• PROBLEMS AND TASKS
1. Answer these questions from the blog post about what Jews do on Christmas, marking each answer (a), (b) or (c):
(a) Which movie did the household watch on Christmas Eve?
(b) At which restaurant did they have lunch on Christmas Day?
(c) How many people were at that lunch?
2. Please turn the paragraph of the blog post about what Jews do on Christmas that begins "We ate breakfast in our jammies" into a short bulleted list that keeps its main facts.
3. Continue the blog post about what Jews do on Christmas from the point where it stops.

• SELECTED PASSAGE
December 25, 2009

What Jews do on Christmas

For those of you who would like to know what the rest of the world does when so many celebrate Christmas, here is our typical day.

EVE: Eat dinner, maybe with friends. Watch a movie.
We actually hosted friends for dinner. Afterwards he went to volunteer overnight at a shelter and she stayed with us for a sleepover. We watched "Night at the Museum 2" which was filmed in several Smithsonian Institution museums and along the National Mall. It was funny, but boy do you have to know your history to get all the jokes!


DAY: Meet friends for Chinese food. (This is a long-standing American Jewish tradition. For many years the only places open on Xmas Day were Chinese restaurants because most Chinese didn't celebrate Christmas.) Watch a movie. Get together with friends to play board games. Go skiiing.
We ate breakfast in our jammies, and our friend N stayed until it was time to leave for lunch at Chiang's Gourmet, which serves the best Chinese food in Seattle. There were eight of us at lunch and we feasted on vegetarian spare ribs, tea smoked duck, three mushrooms, tofu with vegetables, garlic eggplant and vegetable mu shu. We arrived at 1 PM and the restaurant was half full, but half an hour later it was packed with many more Chinese-American families and a few Jews.

• DATA LINES
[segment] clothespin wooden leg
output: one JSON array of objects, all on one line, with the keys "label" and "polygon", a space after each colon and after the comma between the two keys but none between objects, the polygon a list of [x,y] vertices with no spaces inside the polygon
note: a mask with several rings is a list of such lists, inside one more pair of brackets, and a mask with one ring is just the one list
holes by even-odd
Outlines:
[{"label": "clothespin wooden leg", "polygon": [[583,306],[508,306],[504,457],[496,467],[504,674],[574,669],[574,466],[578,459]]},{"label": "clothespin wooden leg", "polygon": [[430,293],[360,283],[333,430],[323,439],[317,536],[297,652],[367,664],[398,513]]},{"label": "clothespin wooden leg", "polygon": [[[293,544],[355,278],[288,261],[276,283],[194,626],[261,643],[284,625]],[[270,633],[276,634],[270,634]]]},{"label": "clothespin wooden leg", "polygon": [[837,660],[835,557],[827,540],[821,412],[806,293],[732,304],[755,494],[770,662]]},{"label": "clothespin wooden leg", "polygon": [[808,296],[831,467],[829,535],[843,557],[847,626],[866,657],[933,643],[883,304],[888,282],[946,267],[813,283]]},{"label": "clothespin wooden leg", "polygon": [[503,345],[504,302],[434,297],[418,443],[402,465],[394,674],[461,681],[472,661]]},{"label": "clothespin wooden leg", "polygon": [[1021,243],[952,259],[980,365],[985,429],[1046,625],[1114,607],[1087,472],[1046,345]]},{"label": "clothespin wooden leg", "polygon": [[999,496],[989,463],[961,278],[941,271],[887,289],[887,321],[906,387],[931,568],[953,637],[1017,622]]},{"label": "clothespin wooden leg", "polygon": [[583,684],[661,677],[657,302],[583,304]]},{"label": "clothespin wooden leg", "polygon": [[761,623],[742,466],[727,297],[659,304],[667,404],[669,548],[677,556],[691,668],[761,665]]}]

• EXERCISE RESPONSES
1.
(a) "Night at the Museum 2"
(b) Chiang's Gourmet
(c) Eight

2.
- Breakfast was eaten in pajamas, and their friend N stayed until it was time to leave for lunch.
- Lunch was at Chiang's Gourmet, which serves the best Chinese food in Seattle.
- Eight people shared vegetarian spare ribs, tea smoked duck, three mushrooms, tofu with vegetables, garlic eggplant and vegetable mu shu.
- At 1 PM the restaurant was half full. Half an hour later it was packed with many more Chinese-American families and a few Jews.

3.
After lunch everyone came over here to hang out. We ate dessert and played games (Scrabble, Mille Bornes and Dominion). We watched the unaired pilot of "I Love Lucy" (probably unaired because it was spectacularly too long and poorly written. The best scene was Lucy as a clown "professor" of music, trying to help Ricky's band in their audition for television. Naturally, Lucy gets offered the job.)

And because December 25th fell on a Friday this year, our friends stayed for a potluck Shabbat dinner. L brought a salad, N and K made mashed potatoes, C helped me make pumpkin-peanut soup, A brought cold drinks and I roasted a beer-butt chicken and kale chips (recipe below). I don't know how we managed to eat again after such a huge lunch, but somehow the food disappeared.

From lunch through dinner, we spent almost as much time together as our Christian friends did with their family and friends.

I was so pooped after everyone left that I fell asleep on the sofa.

KALE CHIPS
(Serves eight, recipe halves easily)

2 bunches kale, stems removed and cut into 2" pieces
2 tbsp apple cider vinegar
1 tbsp extra-virgin olive oil
A few pinches of kosher salt

Preheat oven to 350 degrees and line a baking sheet with parchment paper. Whisk together vinegar, oil, and salt, and toss with kale leaves. Place in a single layer on cookie sheet and place into oven. Bake 10-15 minutes, flipping halfway through until crispy. Do not overcook or allow them to become completely brown as they will then taste bitter. Enjoy!

3 comments:

  1. Sounds like you had a blast!!!!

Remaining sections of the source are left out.